PROBLEM TO WORK ON:
Copy out the listing below in full, swapping each occurrence of "tight" for "snug" and keeping every other character unchanged.

RECORDED INFORMATION:

-*-

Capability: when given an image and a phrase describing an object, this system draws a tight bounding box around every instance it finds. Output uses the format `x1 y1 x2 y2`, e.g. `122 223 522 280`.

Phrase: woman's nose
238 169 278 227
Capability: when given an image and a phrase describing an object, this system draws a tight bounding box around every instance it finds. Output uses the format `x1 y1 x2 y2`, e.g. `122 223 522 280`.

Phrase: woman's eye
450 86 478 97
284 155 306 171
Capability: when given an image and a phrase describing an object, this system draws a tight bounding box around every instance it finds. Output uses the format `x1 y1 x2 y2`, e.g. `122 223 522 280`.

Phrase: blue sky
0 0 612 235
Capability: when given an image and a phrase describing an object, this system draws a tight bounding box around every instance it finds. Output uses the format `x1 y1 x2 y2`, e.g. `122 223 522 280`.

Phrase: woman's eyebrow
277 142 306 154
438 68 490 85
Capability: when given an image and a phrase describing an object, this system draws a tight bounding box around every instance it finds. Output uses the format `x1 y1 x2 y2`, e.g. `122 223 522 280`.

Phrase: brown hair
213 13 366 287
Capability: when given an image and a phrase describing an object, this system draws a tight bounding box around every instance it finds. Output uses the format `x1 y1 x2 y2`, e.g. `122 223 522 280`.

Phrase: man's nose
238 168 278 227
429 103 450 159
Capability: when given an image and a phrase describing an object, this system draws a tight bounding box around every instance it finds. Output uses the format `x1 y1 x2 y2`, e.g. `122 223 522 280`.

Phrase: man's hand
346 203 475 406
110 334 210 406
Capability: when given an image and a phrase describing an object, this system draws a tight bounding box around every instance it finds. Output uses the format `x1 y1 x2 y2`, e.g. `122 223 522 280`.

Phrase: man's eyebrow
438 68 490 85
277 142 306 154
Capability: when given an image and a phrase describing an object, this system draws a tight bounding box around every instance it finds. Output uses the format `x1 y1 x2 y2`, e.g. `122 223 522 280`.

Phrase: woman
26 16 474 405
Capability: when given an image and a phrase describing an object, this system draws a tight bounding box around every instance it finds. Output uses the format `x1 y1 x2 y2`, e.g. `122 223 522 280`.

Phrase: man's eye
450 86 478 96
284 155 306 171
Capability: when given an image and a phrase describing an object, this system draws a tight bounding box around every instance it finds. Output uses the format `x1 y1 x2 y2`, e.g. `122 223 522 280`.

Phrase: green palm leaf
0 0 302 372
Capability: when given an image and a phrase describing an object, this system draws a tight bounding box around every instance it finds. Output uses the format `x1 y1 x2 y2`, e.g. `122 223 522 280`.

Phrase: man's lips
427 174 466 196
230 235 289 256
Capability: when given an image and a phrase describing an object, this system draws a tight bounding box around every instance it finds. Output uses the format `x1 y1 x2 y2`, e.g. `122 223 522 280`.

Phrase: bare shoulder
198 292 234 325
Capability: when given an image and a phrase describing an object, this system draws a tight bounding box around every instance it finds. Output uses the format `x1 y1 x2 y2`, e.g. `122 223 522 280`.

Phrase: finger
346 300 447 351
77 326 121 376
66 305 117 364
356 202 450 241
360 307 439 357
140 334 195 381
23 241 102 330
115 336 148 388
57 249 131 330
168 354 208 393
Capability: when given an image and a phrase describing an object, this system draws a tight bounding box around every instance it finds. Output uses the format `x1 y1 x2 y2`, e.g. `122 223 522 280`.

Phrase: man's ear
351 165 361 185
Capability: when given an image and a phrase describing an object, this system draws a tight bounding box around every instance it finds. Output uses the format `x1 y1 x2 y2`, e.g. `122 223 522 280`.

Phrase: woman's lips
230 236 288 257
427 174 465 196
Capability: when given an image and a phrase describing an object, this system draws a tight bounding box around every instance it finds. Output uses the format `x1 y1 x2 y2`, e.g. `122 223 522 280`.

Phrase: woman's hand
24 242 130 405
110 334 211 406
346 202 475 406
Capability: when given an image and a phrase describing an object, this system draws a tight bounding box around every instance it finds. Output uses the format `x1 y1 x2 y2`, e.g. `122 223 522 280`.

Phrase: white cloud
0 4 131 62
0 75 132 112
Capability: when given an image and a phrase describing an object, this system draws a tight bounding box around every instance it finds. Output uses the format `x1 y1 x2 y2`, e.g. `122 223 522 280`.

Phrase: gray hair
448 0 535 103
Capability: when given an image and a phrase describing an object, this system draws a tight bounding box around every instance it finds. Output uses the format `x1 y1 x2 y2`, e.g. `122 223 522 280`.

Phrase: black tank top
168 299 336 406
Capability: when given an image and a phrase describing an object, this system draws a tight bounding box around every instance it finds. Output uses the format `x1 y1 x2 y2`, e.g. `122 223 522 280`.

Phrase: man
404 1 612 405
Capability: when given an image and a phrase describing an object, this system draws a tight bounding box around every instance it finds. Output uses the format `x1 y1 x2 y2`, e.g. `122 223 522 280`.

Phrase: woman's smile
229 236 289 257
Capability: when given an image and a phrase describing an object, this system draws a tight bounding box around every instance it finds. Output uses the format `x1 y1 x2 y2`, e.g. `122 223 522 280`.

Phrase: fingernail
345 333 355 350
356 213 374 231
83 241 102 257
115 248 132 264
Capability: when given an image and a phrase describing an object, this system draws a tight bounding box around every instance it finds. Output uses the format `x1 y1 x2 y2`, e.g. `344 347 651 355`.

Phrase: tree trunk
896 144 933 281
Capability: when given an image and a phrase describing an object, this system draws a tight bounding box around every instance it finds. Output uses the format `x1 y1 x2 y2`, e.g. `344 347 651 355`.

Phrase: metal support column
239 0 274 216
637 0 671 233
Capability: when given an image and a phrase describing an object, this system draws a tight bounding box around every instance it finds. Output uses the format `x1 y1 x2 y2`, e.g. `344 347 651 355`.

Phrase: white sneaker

-*-

COMPLETED TASK:
Capability: when given an image and a phrase describing an object, this system draws a snug bounding box around every instance it finds. Output uses the format `x1 y1 x2 y2`, e.g. `122 223 522 280`.

Phrase: woman's nose
238 169 278 227
Capability: when given an image and a phrase describing an object, this system draws a snug bounding box around every instance it finds. Output uses the format `x1 y1 x2 y2`, e.g. `122 223 522 280`.

Phrase: woman's eye
450 86 478 97
284 155 306 171
Capability: when given an image and a phrase describing an object, this system draws a snug bounding box around every instance it finds. Output uses the format `x1 y1 x2 y2`, e.g. `122 223 522 280`.

Phrase: blue sky
0 0 612 235
Capability: when given an image and a phrase describing an object, this system draws a snug bounding box around every instance it finds. Output uses the format `x1 y1 x2 y2`, e.g. `122 223 522 280`.

Phrase: woman's eyebrow
277 142 306 154
438 68 490 85
Capability: when given an image and a phrase describing an object, this system draws a snug bounding box around every instance it finds. Output uses the format `x1 y1 x2 y2`, e.g. `122 223 522 280`.

Phrase: brown hair
213 13 366 287
Capability: when given an image and a phrase describing an object, this system draws a snug bounding box around every instance it finds. Output uses the format `x1 y1 x2 y2`, e.g. `122 223 522 280`.

Phrase: man's nose
238 168 278 227
429 103 450 159
Capability: when given an image and a phrase describing an object, this system draws a snug bounding box around every instance it finds. Output uses the format `x1 y1 x2 y2`, e.g. `122 223 522 280`.

Phrase: man's hand
346 203 475 406
110 334 210 406
Capability: when given an image and a phrase describing an object, this system draws a snug bounding box around every instance it finds. Output uses the format `x1 y1 x2 y2`, e.g. `122 223 522 280`.

Phrase: man's eyebrow
438 68 490 85
277 142 306 154
Capability: when given an image and a phrase describing an object, this system draws a snug bounding box around every instance it finds. Output uses the format `x1 y1 x2 y2`, e.g. `122 223 522 280`.

Phrase: woman
26 16 474 405
Capability: when given an image and a phrase describing an object, this system draws a snug bounding box around every instance it finds. Output uses the format `x1 y1 x2 y2`, e.g. `122 223 522 280`.

Phrase: man's eye
450 86 478 96
284 155 306 171
Capability: when given an image and a phrase describing an object, this system draws a snug bounding box around every instance it finds. Output uses the format `x1 y1 x2 y2`, e.g. `122 223 522 280`.

Phrase: green palm leaf
0 0 302 372
Capability: when given an image and a phrase describing an object, this system draws a snug bounding box around every instance it finds. Output uses the format `x1 y1 x2 y2`, e.g. `122 223 522 280`.

Phrase: man's lips
427 174 466 196
230 235 289 256
Capability: when given an image and a phrase describing an object, this system draws a snug bounding box around every instance it finds. Output uses the format `x1 y1 x2 y2`, e.g. `122 223 522 280`.

Phrase: bare shoulder
198 292 234 325
Capability: when given an image and a phrase describing an object, this system draws a snug bounding box around every instance it finds. Output uses the format `x1 y1 x2 y2`, e.g. `122 223 522 280`.

Phrase: finger
346 300 447 351
77 326 121 376
66 305 117 364
356 202 450 241
360 307 439 357
140 334 195 381
23 241 102 330
115 336 148 388
57 249 131 330
168 354 208 393
Capability: when given an image and a phrase describing an object, this system draws a snug bounding box around every instance it finds. Output uses the format `x1 y1 x2 y2`, e.g. `122 223 522 280`.

Phrase: man's ear
351 165 361 185
Capability: when given an image and a phrase describing an object, this system draws a snug bounding box around every instance it finds. Output uses the format `x1 y1 x2 y2`, e.g. `122 223 522 280`.

Phrase: woman's lips
230 236 288 257
427 174 465 196
Capability: when given an image and a phrase describing an object, this system draws a snug bounding box around every instance it finds. Output uses the format `x1 y1 x2 y2`, e.g. `122 223 522 280`.

Phrase: woman's hand
24 242 130 405
110 334 211 406
346 202 475 406
Capability: when given an image and a phrase describing an object, this system draws a snug bounding box around every instance it finds. Output uses the format `x1 y1 x2 y2`, e.g. `122 223 522 280`.

Phrase: white cloud
0 4 131 62
0 75 132 112
Capability: when given an image and a phrase describing an object, this system draws a snug bounding box around every instance it finds. Output uses the format `x1 y1 x2 y2`, e.g. `122 223 522 280`.

Phrase: gray hair
448 0 535 103
Capability: when given an image and a phrase describing an object, this system draws a snug bounding box around every instance it finds. Output uses the format `x1 y1 x2 y2`, e.g. `122 223 522 280`.

Phrase: black tank top
168 299 336 406
Capability: when given an image and a phrase describing an object, this system draws a snug bounding box around every instance it finds. Output uses the format `x1 y1 x2 y2`, e.g. `122 223 522 280`.

Phrase: man
404 1 612 405
Capability: when given an image and a phrase describing an object, this system draws a snug bounding box around every instance it finds. Output uses the format `x1 y1 x2 y2`, e.g. `122 223 522 280`.

Phrase: woman's smile
229 236 289 257
Capability: when given an image and a phrase describing an object, this system draws a snug bounding box around every instance it finds. Output uses the format `x1 y1 x2 y2`, e.g. `122 223 522 280`.

Phrase: fingernail
345 333 355 350
356 213 374 231
83 241 102 257
115 248 132 264
Capability: when given an image and a phrase describing an object, this system draws a snug bounding box around every instance it finds. Output uses the format `x1 y1 x2 y2`, e.g. `344 347 651 355`.

Phrase: tree trunk
896 144 933 281
Capability: when given an image and a phrase describing an object, this system draws a snug bounding box around every instance it finds. Output uses the format `x1 y1 x2 y2`, e.g. `344 347 651 355`.

Phrase: metal support column
239 0 274 216
637 0 671 233
Capability: when given an image and a phrase describing an object, this system draws a snug bounding box around every instance it finds. Output uses the format `x1 y1 x2 y2`, e.g. `344 347 651 355`.

Phrase: white sneaker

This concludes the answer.